• **REQUIRED ACTION**
Output, word for word, every line from the start of the listing down to and including the line that contains "Target: germania statue"; include nothing else.

• **SUPPLIED MATERIAL**
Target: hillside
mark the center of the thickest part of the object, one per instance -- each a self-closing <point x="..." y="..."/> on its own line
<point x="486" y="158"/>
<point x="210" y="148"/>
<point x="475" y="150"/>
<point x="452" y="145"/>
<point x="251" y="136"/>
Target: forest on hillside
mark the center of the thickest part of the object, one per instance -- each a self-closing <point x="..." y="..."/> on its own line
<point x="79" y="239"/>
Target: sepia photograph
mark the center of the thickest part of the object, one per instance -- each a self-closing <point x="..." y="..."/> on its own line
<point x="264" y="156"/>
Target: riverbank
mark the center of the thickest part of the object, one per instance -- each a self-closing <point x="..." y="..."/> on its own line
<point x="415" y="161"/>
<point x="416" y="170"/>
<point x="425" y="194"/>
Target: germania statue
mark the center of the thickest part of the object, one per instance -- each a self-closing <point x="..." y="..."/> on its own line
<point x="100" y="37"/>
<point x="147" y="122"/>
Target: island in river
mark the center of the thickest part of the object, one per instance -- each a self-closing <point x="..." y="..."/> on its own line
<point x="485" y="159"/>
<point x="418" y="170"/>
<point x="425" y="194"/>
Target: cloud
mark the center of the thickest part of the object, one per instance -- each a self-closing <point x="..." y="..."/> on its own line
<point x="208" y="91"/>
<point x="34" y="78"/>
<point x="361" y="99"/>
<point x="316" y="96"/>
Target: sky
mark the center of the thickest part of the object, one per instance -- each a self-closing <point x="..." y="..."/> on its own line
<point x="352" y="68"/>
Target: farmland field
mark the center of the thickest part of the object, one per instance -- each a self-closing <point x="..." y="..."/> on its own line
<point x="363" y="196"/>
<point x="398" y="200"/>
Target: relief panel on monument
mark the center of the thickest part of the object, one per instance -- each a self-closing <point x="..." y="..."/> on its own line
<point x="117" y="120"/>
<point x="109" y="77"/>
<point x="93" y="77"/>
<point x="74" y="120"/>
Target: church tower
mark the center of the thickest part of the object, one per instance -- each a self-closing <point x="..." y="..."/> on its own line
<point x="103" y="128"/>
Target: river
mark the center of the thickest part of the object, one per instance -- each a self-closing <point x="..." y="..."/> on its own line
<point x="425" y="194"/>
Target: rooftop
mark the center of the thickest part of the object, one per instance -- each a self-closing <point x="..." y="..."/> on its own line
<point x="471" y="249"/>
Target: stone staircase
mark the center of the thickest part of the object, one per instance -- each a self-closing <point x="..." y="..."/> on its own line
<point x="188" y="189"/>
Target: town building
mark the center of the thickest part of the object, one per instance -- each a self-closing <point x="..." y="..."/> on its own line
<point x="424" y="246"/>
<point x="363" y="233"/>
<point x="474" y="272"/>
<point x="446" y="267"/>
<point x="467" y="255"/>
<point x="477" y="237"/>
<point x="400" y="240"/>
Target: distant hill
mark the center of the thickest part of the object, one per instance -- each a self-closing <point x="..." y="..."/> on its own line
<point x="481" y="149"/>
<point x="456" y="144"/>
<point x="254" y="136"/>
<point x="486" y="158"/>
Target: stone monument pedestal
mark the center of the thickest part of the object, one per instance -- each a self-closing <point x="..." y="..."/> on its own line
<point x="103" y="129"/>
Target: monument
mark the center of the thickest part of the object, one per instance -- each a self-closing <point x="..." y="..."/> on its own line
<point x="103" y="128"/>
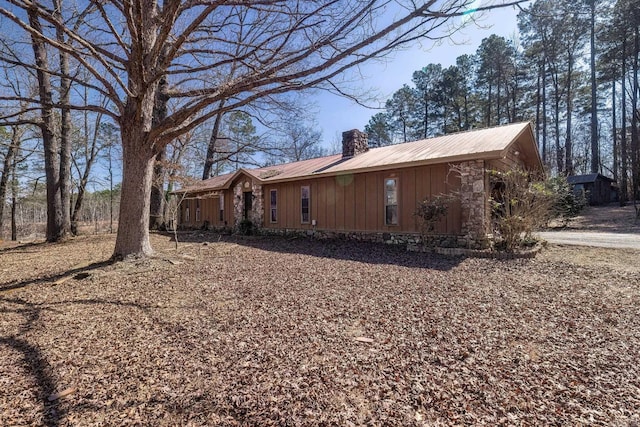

• **SOLUTION BELOW**
Target: hillside
mark the center of the thickest part of the object, one per instance -- each a self-closing <point x="..." y="..."/> on its own line
<point x="486" y="158"/>
<point x="210" y="148"/>
<point x="475" y="150"/>
<point x="452" y="145"/>
<point x="251" y="136"/>
Target: forest on hillside
mark the center of the thickest part of the object, one per instance -- each a self-closing <point x="..." y="..."/> on its own line
<point x="79" y="239"/>
Target: sepia photograph
mark the center of the thickest part of the object, one per instance -- each a self-closing <point x="..." y="..."/> on its own line
<point x="264" y="156"/>
Target: riverbank
mark the center of the thickest part of the object, one per instance -- each a self-closing <point x="..." y="..."/> on its own line
<point x="415" y="161"/>
<point x="416" y="170"/>
<point x="425" y="194"/>
Target: germania statue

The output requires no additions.